▶ _Aim of the task_: Reproduce the lines below from the one that contains "rough mask: <svg" through the end, inclusive, and add nothing.

Start of Listed entries

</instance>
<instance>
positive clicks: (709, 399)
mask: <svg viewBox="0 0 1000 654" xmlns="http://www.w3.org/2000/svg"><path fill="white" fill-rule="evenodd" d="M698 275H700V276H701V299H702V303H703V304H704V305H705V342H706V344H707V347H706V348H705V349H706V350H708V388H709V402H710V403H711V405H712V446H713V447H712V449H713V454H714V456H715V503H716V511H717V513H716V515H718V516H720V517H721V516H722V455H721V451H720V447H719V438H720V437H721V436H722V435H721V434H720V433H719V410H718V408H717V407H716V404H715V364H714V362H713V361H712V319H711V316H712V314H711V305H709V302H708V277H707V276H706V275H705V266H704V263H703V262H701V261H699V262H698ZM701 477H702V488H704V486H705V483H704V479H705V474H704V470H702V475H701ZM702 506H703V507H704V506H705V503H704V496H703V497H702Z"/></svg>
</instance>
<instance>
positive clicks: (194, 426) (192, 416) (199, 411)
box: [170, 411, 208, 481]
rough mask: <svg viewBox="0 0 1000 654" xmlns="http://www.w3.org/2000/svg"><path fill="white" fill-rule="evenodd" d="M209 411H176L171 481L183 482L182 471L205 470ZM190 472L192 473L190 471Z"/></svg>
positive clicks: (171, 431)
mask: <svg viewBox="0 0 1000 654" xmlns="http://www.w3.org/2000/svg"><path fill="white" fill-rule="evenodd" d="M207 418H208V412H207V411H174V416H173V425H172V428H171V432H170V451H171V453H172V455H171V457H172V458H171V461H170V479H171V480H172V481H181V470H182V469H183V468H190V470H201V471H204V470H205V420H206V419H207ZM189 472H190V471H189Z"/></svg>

End of Listed entries

▶ _The answer_:
rough mask: <svg viewBox="0 0 1000 654" xmlns="http://www.w3.org/2000/svg"><path fill="white" fill-rule="evenodd" d="M209 411H176L171 481L183 482L182 471L205 470ZM190 472L192 473L190 471Z"/></svg>
positive clicks: (171, 431)
mask: <svg viewBox="0 0 1000 654" xmlns="http://www.w3.org/2000/svg"><path fill="white" fill-rule="evenodd" d="M207 418H208V412H207V411H174V416H173V425H172V428H171V432H170V451H171V453H172V455H171V457H172V458H171V461H170V479H171V480H172V481H181V470H182V469H183V468H190V470H201V471H204V470H205V420H206V419H207ZM189 472H190V471H189Z"/></svg>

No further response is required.